**TEXT SHOWN:**
** BEGIN **

The Government’s Brexit policy assumes that the Data Protection Act 2018 is good enough to obtain an adequacy determination and envisages the ICO playing a full part in the European Data Protection Board; this is to protect the free flow of personal data to the UK. This policy was brutally murdered last Friday by the EU’s lead Brexit negotiator who stated that the UK would have to seek an adequacy determination.
Sadly, in March, the Information Commissioner told Parliament that there were significant doubts as to whether the UK would gain that prized adequacy status.
In our Data Protection Act 2018 courses, I advise delegates to identify transfers from the EU to the UK as these transfers are at risk on hard Brexit. I add that around October/November they should consider Plan B to protect transfers should there be no adequacy decision. Of course, I usually add, sweetness and light can still illuminate a Brexit UK flowing with milk and honey; however, I would not bank on it.
This blog suggests that Controllers should prepare plan B to safeguard transfers from the European Union to the UK s before the summer break. So how have I come to this view?
Prime Minister proposes
On 17 Feb 2018, the Prime Minister said that:
“The UK’s Data Protection Bill will ensure that we are aligned with the EU framework. But we want to go further and seek a bespoke arrangement to reflect the UK’s exceptionally high standards of data protection. And we envisage an ongoing role for the UK’s Information Commissioner’s Office, which would be beneficial in providing stability and confidence for EU and UK individuals and businesses alike”.
I must add that the phrase “the UK’s exceptionally high standards of data protection” borders on the delusional; for example, the European Commission told me in March last year that the 1998 Act was a defective implementation of Directive 95/46/EC in twenty places and that they were concerned that four serious defects would carry over into the UK’s implementation of the GDPR (see references).
European Commission disposes
Michel Barnier, speaking at the 28th Congress of the International Federation for European Law (24 May) rejected the UK’s bespoke data protection deal. He said that the problem was that “It is the United Kingdom that is leaving the European Union. It cannot, on leaving, ask us to change who we are and how we work”.

** END **

**INSTRUCTION A:** Pull out every line of the records below that contains the string "soil", matching case exactly.

**PROVIDED RECORDS:**
** BEGIN **

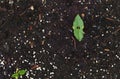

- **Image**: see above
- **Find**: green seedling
[72,14,84,41]
[12,68,27,79]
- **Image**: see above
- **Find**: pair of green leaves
[72,14,84,41]
[12,69,27,79]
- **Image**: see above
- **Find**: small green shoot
[12,68,27,79]
[72,14,84,41]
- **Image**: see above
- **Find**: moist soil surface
[0,0,120,79]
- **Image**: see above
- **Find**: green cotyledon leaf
[72,14,84,41]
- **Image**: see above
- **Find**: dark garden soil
[0,0,120,79]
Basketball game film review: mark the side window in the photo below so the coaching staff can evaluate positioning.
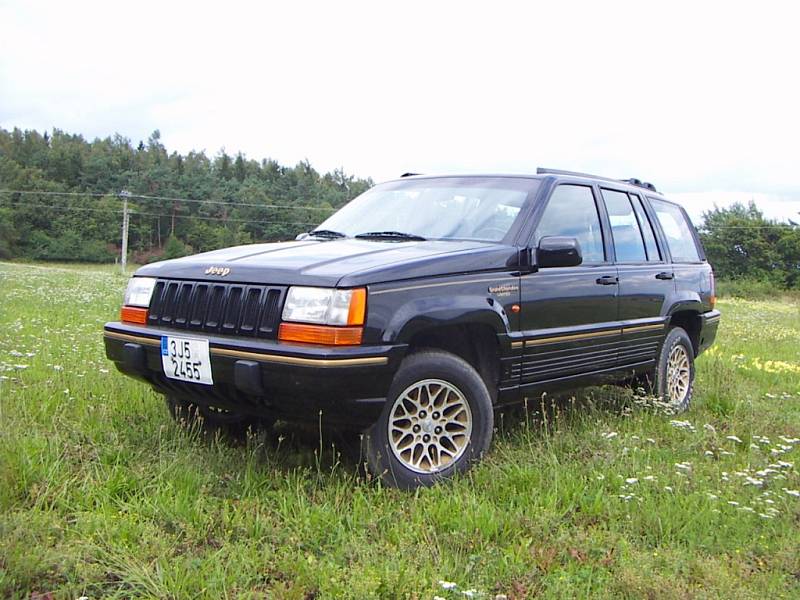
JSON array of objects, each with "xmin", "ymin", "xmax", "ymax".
[
  {"xmin": 648, "ymin": 197, "xmax": 700, "ymax": 262},
  {"xmin": 603, "ymin": 190, "xmax": 647, "ymax": 262},
  {"xmin": 628, "ymin": 194, "xmax": 661, "ymax": 261},
  {"xmin": 534, "ymin": 185, "xmax": 606, "ymax": 263}
]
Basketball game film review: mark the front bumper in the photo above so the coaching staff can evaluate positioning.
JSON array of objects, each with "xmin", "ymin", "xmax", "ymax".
[
  {"xmin": 697, "ymin": 310, "xmax": 722, "ymax": 354},
  {"xmin": 103, "ymin": 322, "xmax": 407, "ymax": 428}
]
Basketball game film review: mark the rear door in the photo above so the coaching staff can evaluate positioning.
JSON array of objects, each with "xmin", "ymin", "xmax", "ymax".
[
  {"xmin": 601, "ymin": 186, "xmax": 675, "ymax": 367},
  {"xmin": 519, "ymin": 183, "xmax": 619, "ymax": 386}
]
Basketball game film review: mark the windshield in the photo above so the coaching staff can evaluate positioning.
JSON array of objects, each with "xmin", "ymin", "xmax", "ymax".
[{"xmin": 317, "ymin": 177, "xmax": 538, "ymax": 242}]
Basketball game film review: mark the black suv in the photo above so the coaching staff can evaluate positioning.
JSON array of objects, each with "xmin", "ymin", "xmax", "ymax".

** END **

**INSTRUCTION B:** In the blog post on Brexit and data protection, at what event did Michel Barnier reject the UK's bespoke data protection deal?

**FULL ANSWER A:**
- **Find**: moist soil surface
- **Find**: dark garden soil

**FULL ANSWER B:** The 28th Congress of the International Federation for European Law, on 24 May.